**** Dataset records ****
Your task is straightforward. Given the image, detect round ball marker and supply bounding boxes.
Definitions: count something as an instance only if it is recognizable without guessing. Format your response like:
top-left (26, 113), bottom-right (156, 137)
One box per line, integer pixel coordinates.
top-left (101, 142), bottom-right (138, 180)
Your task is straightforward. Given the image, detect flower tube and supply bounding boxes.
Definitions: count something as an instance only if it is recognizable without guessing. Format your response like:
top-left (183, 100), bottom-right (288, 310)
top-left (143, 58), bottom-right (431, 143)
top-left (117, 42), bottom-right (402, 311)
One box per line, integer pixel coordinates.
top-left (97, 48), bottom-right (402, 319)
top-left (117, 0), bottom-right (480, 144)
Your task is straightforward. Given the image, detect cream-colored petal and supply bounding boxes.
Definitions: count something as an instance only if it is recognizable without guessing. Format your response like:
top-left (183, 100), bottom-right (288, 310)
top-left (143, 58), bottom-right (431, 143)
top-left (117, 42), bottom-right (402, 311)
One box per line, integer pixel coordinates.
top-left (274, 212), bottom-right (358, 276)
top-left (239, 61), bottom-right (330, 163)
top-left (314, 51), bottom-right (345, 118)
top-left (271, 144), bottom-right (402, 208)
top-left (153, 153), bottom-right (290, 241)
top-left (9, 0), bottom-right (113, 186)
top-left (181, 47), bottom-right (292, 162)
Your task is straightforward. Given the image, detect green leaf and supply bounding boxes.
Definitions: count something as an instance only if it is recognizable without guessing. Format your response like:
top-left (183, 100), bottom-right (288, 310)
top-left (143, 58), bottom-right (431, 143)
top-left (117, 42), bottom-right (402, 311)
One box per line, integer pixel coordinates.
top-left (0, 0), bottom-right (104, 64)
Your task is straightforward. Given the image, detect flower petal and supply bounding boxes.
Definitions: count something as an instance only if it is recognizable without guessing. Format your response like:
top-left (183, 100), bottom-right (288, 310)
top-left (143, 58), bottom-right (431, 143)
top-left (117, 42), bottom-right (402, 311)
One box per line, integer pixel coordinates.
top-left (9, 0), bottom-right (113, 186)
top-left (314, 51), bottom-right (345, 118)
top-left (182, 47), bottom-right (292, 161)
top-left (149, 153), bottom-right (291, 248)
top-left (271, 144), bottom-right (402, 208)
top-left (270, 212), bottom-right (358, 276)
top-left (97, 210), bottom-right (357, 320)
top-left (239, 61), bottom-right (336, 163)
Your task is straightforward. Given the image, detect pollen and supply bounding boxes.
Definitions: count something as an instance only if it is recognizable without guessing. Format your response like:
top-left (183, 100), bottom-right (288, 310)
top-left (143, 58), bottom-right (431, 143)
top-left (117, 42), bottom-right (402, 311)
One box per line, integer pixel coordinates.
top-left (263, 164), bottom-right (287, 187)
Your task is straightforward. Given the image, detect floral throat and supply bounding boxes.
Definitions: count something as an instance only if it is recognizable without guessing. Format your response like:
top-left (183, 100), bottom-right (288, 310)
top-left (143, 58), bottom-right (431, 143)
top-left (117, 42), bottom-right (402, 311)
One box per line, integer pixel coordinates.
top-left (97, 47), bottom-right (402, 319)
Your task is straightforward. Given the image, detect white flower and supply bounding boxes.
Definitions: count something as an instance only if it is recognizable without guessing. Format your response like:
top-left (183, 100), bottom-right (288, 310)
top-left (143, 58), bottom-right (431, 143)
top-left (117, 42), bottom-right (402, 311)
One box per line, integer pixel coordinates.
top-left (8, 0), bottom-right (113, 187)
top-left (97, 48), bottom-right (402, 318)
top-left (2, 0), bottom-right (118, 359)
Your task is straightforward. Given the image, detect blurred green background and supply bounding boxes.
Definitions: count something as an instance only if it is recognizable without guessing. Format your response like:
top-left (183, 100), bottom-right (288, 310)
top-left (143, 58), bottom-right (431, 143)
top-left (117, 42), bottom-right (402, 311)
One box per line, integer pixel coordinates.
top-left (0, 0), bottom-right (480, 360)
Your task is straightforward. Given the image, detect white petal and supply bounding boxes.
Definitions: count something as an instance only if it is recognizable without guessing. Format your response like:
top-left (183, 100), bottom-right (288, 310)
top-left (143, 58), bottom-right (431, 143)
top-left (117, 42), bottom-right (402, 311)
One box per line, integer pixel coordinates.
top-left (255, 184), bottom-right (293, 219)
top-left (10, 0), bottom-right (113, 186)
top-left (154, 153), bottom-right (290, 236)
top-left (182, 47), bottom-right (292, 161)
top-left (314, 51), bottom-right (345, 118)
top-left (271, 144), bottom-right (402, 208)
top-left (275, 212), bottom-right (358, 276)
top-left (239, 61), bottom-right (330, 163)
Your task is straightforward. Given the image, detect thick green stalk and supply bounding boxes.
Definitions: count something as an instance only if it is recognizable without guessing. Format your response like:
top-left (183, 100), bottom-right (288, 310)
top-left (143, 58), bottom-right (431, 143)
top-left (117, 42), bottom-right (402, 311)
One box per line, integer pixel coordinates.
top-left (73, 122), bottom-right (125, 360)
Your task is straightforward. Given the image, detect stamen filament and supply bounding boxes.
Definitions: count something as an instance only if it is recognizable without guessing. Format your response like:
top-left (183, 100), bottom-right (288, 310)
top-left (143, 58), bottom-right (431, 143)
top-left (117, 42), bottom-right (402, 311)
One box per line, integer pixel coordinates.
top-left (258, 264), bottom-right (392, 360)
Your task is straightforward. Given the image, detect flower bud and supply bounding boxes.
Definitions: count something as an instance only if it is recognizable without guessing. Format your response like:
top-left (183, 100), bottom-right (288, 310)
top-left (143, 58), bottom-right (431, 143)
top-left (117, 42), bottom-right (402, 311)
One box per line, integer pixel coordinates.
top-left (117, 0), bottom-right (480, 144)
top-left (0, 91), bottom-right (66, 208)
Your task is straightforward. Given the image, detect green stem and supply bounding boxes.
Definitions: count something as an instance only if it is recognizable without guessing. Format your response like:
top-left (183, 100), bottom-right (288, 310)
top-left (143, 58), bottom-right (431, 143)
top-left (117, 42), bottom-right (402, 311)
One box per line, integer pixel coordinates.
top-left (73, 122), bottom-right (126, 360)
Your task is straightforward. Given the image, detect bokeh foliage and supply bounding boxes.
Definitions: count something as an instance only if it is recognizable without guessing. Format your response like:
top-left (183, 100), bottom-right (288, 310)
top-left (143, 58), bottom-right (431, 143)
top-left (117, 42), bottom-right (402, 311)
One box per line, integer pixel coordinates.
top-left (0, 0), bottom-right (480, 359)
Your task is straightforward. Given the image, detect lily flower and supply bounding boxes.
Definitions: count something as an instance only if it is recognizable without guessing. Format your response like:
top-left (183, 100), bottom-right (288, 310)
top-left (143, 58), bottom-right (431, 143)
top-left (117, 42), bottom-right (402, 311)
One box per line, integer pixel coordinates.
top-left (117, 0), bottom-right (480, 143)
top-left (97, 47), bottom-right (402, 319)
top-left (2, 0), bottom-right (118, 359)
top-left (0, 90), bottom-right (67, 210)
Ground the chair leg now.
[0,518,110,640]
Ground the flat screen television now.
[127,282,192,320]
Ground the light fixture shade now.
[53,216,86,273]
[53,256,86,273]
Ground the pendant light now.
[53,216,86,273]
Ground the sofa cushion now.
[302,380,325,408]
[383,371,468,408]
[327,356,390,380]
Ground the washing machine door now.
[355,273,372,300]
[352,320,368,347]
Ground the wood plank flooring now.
****
- Exercise objective
Render all of these lines as a numbered list, leaving out any blank lines.

- Completed task
1. Your task is straightforward. Given the image, detect round ball marker and supply bounding boxes.
2. Definitions: count something as an instance only if it is recognizable without guessing. Format your response like:
3. top-left (26, 113), bottom-right (156, 137)
4. One box per line, integer pixel coordinates.
5. top-left (101, 142), bottom-right (138, 180)
6. Your task is straightforward. Given the image, detect flower tube and supply bounding boxes.
7. Definitions: count something as an instance only if it is recognizable without guessing. Format your response like:
8. top-left (183, 100), bottom-right (288, 310)
9. top-left (143, 58), bottom-right (431, 143)
10. top-left (117, 42), bottom-right (402, 311)
11. One box per line, integer pixel coordinates.
12. top-left (97, 48), bottom-right (402, 319)
13. top-left (117, 0), bottom-right (480, 144)
14. Your task is straightforward. Given the image, detect cream-colored petal and supply bounding boxes.
15. Definitions: count something as an instance only if it is recognizable without guessing. Format your response like:
16. top-left (183, 100), bottom-right (288, 310)
17. top-left (143, 58), bottom-right (431, 143)
18. top-left (117, 42), bottom-right (402, 311)
19. One box per line, integer pixel coordinates.
20. top-left (274, 212), bottom-right (358, 276)
21. top-left (239, 61), bottom-right (330, 163)
22. top-left (314, 51), bottom-right (345, 118)
23. top-left (271, 144), bottom-right (402, 208)
24. top-left (153, 153), bottom-right (290, 241)
25. top-left (9, 0), bottom-right (113, 186)
26. top-left (181, 47), bottom-right (292, 162)
27. Your task is straightforward. Given the image, detect green leaf and supply bounding boxes.
28. Definitions: count something as an instance only if it is recognizable without guessing. Format your response like:
29. top-left (183, 100), bottom-right (288, 310)
30. top-left (143, 58), bottom-right (431, 143)
31. top-left (117, 42), bottom-right (402, 311)
32. One box per line, integer pixel coordinates.
33. top-left (0, 0), bottom-right (104, 64)
34. Your task is straightforward. Given the image, detect flower petal and supply bounding boxes.
35. Definitions: count something as an instance only if it is recognizable without guessing. Format your response like:
36. top-left (183, 100), bottom-right (288, 310)
37. top-left (143, 58), bottom-right (431, 143)
38. top-left (117, 42), bottom-right (402, 311)
39. One box per line, integer pixel coordinates.
40. top-left (9, 0), bottom-right (113, 186)
41. top-left (314, 51), bottom-right (345, 118)
42. top-left (182, 47), bottom-right (292, 161)
43. top-left (149, 153), bottom-right (291, 248)
44. top-left (271, 144), bottom-right (402, 208)
45. top-left (270, 212), bottom-right (358, 276)
46. top-left (97, 210), bottom-right (357, 320)
47. top-left (239, 61), bottom-right (336, 163)
48. Your task is straightforward. Given the image, detect pollen and supply bounding boxes.
49. Definitions: count something as an instance only if it is recognizable without guessing. Format your response like:
50. top-left (183, 100), bottom-right (288, 310)
51. top-left (143, 58), bottom-right (431, 143)
52. top-left (117, 42), bottom-right (402, 311)
53. One box per line, integer pixel coordinates.
54. top-left (263, 164), bottom-right (287, 187)
55. Your task is straightforward. Given the image, detect floral throat and supply bounding boxes.
56. Definitions: count something as an instance only if it is recognizable without guessing. Format your response like:
57. top-left (183, 100), bottom-right (288, 310)
58. top-left (143, 58), bottom-right (431, 143)
59. top-left (117, 42), bottom-right (402, 311)
60. One box per line, integer pixel coordinates.
61. top-left (97, 47), bottom-right (402, 319)
62. Your task is straightforward. Given the image, detect white flower and supply bounding boxes.
63. Definitions: count something as an instance only if it is recognizable without guessing. Format your response like:
64. top-left (183, 100), bottom-right (288, 310)
65. top-left (143, 58), bottom-right (431, 143)
66. top-left (117, 42), bottom-right (402, 311)
67. One box per line, integer pixel coordinates.
68. top-left (8, 0), bottom-right (113, 187)
69. top-left (97, 48), bottom-right (402, 318)
70. top-left (2, 0), bottom-right (118, 359)
71. Your task is straightforward. Given the image, detect blurred green background and supply bounding boxes.
72. Definitions: count something as an instance only if it is recognizable without guessing. Format your response like:
73. top-left (183, 100), bottom-right (288, 310)
74. top-left (143, 58), bottom-right (431, 143)
75. top-left (117, 42), bottom-right (402, 311)
76. One box per line, integer pixel coordinates.
77. top-left (0, 0), bottom-right (480, 360)
78. Your task is straightforward. Given the image, detect white petal and supply bounding boxes.
79. Definitions: count something as an instance only if it is recognizable without guessing. Format your response like:
80. top-left (183, 100), bottom-right (288, 310)
81. top-left (143, 58), bottom-right (431, 143)
82. top-left (117, 42), bottom-right (402, 311)
83. One box per line, integer pixel coordinates.
84. top-left (255, 184), bottom-right (293, 219)
85. top-left (10, 0), bottom-right (113, 186)
86. top-left (154, 153), bottom-right (290, 236)
87. top-left (182, 47), bottom-right (292, 161)
88. top-left (314, 51), bottom-right (345, 118)
89. top-left (271, 144), bottom-right (402, 208)
90. top-left (275, 212), bottom-right (358, 276)
91. top-left (239, 61), bottom-right (330, 163)
92. Your task is straightforward. Given the image, detect thick green stalk and supply bounding boxes.
93. Definitions: count something as an instance only if it is recognizable without guessing. Format your response like:
94. top-left (183, 100), bottom-right (288, 310)
95. top-left (143, 58), bottom-right (431, 143)
96. top-left (117, 42), bottom-right (402, 311)
97. One box per line, integer pixel coordinates.
98. top-left (73, 122), bottom-right (125, 360)
99. Your task is straightforward. Given the image, detect stamen filament and supply bounding boxes.
100. Definitions: count something as an instance only if it is recognizable without guessing. Format your response like:
101. top-left (183, 100), bottom-right (288, 310)
102. top-left (143, 58), bottom-right (431, 143)
103. top-left (117, 42), bottom-right (402, 311)
104. One box per line, integer pixel coordinates.
105. top-left (258, 264), bottom-right (392, 360)
106. Your task is straightforward. Given the image, detect flower bud and supply bounding boxes.
107. Definitions: count something as an instance only if it is recognizable without guessing. Format your response like:
108. top-left (183, 100), bottom-right (288, 310)
109. top-left (143, 58), bottom-right (431, 143)
110. top-left (117, 42), bottom-right (402, 311)
111. One box per line, integer pixel coordinates.
112. top-left (117, 0), bottom-right (480, 144)
113. top-left (0, 91), bottom-right (66, 208)
114. Your task is straightforward. Given the image, detect green stem and supply bounding boxes.
115. Definitions: count something as an instance only if it is recognizable without guessing. Format your response like:
116. top-left (183, 100), bottom-right (288, 310)
117. top-left (143, 58), bottom-right (431, 143)
118. top-left (117, 42), bottom-right (402, 311)
119. One box per line, integer pixel coordinates.
120. top-left (73, 122), bottom-right (126, 360)
121. Your task is straightforward. Given the image, detect bokeh foliage and supply bounding boxes.
122. Definitions: count something as an instance only if it is recognizable without guessing. Format your response like:
123. top-left (183, 100), bottom-right (288, 310)
124. top-left (143, 58), bottom-right (431, 143)
125. top-left (117, 42), bottom-right (402, 311)
126. One box per line, integer pixel coordinates.
127. top-left (0, 0), bottom-right (480, 359)
128. Your task is straightforward. Given the image, detect lily flower and supply bounding boxes.
129. Definitions: count something as an instance only if it is recognizable without guessing. Format your response like:
130. top-left (183, 100), bottom-right (288, 310)
131. top-left (143, 58), bottom-right (431, 143)
132. top-left (117, 42), bottom-right (402, 311)
133. One box per line, integer pixel coordinates.
134. top-left (117, 0), bottom-right (480, 143)
135. top-left (97, 47), bottom-right (402, 319)
136. top-left (2, 0), bottom-right (118, 359)
137. top-left (0, 90), bottom-right (67, 210)
138. Ground the chair leg now.
139. [0,518,110,640]
140. Ground the flat screen television now.
141. [127,282,192,320]
142. Ground the light fixture shade now.
143. [53,216,86,273]
144. [53,256,86,273]
145. Ground the pendant light now.
146. [53,216,86,273]
147. Ground the sofa cushion now.
148. [302,380,325,408]
149. [383,371,468,408]
150. [327,356,390,380]
151. Ground the washing machine door now.
152. [355,273,372,300]
153. [352,320,368,347]
154. Ground the wood plank flooring now.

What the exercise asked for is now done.